## DOCUMENT SECTION

In 2010, National rammed the Electoral (Disqualification of Sentenced Prisoners) Amendment Bill through Parliament. Paul Quinn’s Member’s Bill existed because Paul Quinn thought anyone who’d been imprisoned was a serious offender, and serious offenders had ‘forfeited’ their right to vote.
National and ACT consistently voted for it because they all thought the same. Since then, if you’re in prison on an election day, you can’t vote.
In the High Court last Friday, Justice Heath declared that this was inconsistent with the New Zealand Bill of Rights Act 1990.
This is the first time any New Zealand Court has declared a piece of legislation inconsistent with the Bill of Rights Act – a big call, with strong (and positive) implications for constitutional law in New Zealand. The High Court has taken the position that it has a responsibility to all New Zealanders to identify when the Government unjustifiably breaches their rights, to draw attention to that breach, and to prompt Parliament to reconsider its action.
But it’s also a well-overdue confirmation that the Bill, now the Act, was a deeply flawed, aggressively punitive piece of law, not by mistake but by design. At the end of his judgment, Justice Heath ruled that –
The inconsistency [with the Bill of Rights Act] arises in the context of the most fundamental aspect of a democracy; namely, the right of all citizens to elect those who will govern on their behalf. Looking at the point solely as one of discretion, if a declaration were not made in this case, it is difficult to conceive of one in which it would.
In reaching this conclusion, Justice Heath drew heavily on the Attorney-General’s Report on the Bill. Justice Heath quoted whole chunks of that Report, which assessed the Bill’s consistency with the Bill of Rights Act and was released prior to the Bill’s first reading in Parliament. While acknowledging the right to vote wasn’t absolute, that Report was scathing, making the following barbed criticisms –
- The Bill contradicted its own objective by catching people who were in prison but couldn’t plausibly be considered serious offenders, such as fine defaulters;
- It introduced “irrational inconsistencies in the law” where mentally impaired prisoners detained in hospitals for less than three years could vote, but prisoners serving less than three years in prisons could not;
- Its application to serious and non-serious offenders depended “entirely on the date of sentencing, which bears no relationship either to the objective of the Bill or to the conduct of the prisoners whose voting rights are taken away”; and
- It was inconsistent with our obligations under the International Covenant on Civil and Political Rights.
The Attorney-General called it “disproportionate” and “irrational.” The Bill’s core purpose was held up as clearly in breach of the fundamental right to vote. The Bill itself made no argument for why this was justified; gave no indication of what it intended to achieve; and pointed to no evidence to prove that the change was needed.

## TASK OBJECTIVE
Reproduce the passage on prisoner voting word for word, from "In 2010, National" to "their right to vote.", inclusive. The records that come next aren't needed here.

## EXCERPTED RECORDS
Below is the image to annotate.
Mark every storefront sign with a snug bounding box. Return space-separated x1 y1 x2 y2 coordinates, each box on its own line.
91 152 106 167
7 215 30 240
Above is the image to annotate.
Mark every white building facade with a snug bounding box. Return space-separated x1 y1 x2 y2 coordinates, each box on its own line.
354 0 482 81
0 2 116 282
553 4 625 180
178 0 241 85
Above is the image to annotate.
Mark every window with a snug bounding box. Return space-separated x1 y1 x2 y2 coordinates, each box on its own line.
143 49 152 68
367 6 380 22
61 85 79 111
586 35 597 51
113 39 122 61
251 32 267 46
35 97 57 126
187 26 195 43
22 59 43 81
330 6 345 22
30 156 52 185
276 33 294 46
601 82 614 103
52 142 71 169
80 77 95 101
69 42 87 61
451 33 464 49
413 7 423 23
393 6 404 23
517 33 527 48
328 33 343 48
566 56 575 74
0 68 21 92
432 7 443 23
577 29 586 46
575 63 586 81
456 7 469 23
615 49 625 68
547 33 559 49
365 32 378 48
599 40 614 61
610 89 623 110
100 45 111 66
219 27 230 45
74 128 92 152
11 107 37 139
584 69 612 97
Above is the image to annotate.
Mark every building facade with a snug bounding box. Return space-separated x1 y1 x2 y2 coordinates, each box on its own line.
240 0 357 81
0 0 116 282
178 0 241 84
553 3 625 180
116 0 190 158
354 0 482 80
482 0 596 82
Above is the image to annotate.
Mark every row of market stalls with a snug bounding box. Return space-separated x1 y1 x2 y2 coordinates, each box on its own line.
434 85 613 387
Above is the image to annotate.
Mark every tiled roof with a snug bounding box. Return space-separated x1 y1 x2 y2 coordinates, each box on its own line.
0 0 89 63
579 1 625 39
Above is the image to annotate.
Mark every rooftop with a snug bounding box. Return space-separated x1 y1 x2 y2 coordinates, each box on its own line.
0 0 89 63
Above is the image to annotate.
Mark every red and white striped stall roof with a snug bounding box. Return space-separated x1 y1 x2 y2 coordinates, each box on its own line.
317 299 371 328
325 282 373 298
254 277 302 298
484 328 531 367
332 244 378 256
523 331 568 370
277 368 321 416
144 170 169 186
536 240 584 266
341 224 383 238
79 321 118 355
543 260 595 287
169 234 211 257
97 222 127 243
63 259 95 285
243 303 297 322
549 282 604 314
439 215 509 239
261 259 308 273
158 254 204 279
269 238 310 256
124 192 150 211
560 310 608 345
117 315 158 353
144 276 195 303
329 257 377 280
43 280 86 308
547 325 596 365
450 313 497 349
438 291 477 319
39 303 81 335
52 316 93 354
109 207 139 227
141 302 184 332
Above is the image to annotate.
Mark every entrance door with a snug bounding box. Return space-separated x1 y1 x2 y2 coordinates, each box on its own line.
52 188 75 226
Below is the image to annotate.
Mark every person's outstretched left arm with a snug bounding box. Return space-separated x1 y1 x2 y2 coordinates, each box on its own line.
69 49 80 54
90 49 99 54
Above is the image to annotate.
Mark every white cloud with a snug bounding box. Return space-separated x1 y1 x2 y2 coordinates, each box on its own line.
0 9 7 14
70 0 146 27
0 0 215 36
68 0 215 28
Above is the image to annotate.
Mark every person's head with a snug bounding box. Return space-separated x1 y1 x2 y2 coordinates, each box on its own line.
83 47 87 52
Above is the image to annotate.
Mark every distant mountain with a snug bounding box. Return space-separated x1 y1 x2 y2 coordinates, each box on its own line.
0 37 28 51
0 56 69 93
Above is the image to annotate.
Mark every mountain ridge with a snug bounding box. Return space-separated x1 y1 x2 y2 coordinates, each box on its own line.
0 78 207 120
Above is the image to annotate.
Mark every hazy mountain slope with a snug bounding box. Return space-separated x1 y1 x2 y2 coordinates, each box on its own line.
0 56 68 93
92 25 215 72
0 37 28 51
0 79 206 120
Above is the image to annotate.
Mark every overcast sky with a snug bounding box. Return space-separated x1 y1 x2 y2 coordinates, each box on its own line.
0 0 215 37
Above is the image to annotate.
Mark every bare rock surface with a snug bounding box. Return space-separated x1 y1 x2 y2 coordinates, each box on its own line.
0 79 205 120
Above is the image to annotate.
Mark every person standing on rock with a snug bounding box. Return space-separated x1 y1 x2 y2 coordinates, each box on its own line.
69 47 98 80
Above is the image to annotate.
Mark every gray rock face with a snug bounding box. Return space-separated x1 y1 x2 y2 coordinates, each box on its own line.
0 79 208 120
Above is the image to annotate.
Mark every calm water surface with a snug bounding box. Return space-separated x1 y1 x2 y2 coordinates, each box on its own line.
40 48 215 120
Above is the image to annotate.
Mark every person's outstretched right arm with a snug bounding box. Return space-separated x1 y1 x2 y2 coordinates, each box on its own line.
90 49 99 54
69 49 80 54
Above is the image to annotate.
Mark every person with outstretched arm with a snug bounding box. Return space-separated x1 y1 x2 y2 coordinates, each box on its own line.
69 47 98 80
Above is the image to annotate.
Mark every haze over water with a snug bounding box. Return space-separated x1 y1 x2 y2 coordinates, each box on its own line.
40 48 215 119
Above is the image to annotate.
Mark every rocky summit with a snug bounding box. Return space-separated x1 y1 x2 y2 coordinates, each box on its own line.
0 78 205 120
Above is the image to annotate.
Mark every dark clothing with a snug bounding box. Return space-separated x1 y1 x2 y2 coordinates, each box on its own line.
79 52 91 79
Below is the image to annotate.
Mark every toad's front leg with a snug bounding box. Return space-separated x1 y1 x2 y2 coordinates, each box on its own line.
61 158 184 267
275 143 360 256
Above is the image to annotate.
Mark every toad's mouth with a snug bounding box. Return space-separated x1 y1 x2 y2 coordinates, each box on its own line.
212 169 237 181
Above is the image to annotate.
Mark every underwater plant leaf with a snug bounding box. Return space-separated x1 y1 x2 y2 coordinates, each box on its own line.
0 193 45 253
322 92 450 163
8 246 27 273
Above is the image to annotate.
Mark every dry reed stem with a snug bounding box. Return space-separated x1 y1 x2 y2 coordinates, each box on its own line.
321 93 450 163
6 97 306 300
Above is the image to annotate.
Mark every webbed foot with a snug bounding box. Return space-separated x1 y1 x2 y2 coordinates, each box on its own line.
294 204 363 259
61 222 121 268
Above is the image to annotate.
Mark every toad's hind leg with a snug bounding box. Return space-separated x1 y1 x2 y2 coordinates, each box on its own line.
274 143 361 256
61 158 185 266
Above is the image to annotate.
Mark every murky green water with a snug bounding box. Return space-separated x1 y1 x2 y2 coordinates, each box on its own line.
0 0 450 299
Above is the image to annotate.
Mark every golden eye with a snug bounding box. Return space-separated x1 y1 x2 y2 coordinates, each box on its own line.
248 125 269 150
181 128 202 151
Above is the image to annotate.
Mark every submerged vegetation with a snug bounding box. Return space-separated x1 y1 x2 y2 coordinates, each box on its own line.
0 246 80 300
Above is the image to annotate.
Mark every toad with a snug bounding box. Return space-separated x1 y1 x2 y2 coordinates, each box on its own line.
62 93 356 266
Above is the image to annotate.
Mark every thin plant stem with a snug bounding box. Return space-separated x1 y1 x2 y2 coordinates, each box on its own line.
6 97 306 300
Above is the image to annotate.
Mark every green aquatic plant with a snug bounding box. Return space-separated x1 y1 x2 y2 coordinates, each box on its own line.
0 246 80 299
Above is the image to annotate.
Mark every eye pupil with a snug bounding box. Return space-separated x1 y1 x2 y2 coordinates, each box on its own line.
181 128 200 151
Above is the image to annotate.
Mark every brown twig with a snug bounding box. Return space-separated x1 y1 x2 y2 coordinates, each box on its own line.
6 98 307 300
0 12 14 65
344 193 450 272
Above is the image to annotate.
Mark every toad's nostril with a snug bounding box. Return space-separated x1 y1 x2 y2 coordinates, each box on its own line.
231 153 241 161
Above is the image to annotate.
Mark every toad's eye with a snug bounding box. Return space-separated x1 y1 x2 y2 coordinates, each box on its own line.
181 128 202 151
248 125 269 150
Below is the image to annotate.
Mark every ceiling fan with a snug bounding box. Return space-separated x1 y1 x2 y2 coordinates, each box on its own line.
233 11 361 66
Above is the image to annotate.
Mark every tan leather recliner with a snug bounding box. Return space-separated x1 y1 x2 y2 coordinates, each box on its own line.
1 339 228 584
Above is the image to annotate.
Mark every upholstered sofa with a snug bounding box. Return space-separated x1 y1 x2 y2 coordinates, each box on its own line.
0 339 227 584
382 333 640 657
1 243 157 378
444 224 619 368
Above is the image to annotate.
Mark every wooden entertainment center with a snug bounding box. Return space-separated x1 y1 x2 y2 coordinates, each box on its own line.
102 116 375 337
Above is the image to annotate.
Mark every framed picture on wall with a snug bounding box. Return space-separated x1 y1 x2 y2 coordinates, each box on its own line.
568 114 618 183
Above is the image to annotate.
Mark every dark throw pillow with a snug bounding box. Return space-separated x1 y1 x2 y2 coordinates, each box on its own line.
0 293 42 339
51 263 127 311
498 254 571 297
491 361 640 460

## TASK SOLUTION
In 2010, National rammed the Electoral (Disqualification of Sentenced Prisoners) Amendment Bill through Parliament. Paul Quinn’s Member’s Bill existed because Paul Quinn thought anyone who’d been imprisoned was a serious offender, and serious offenders had ‘forfeited’ their right to vote.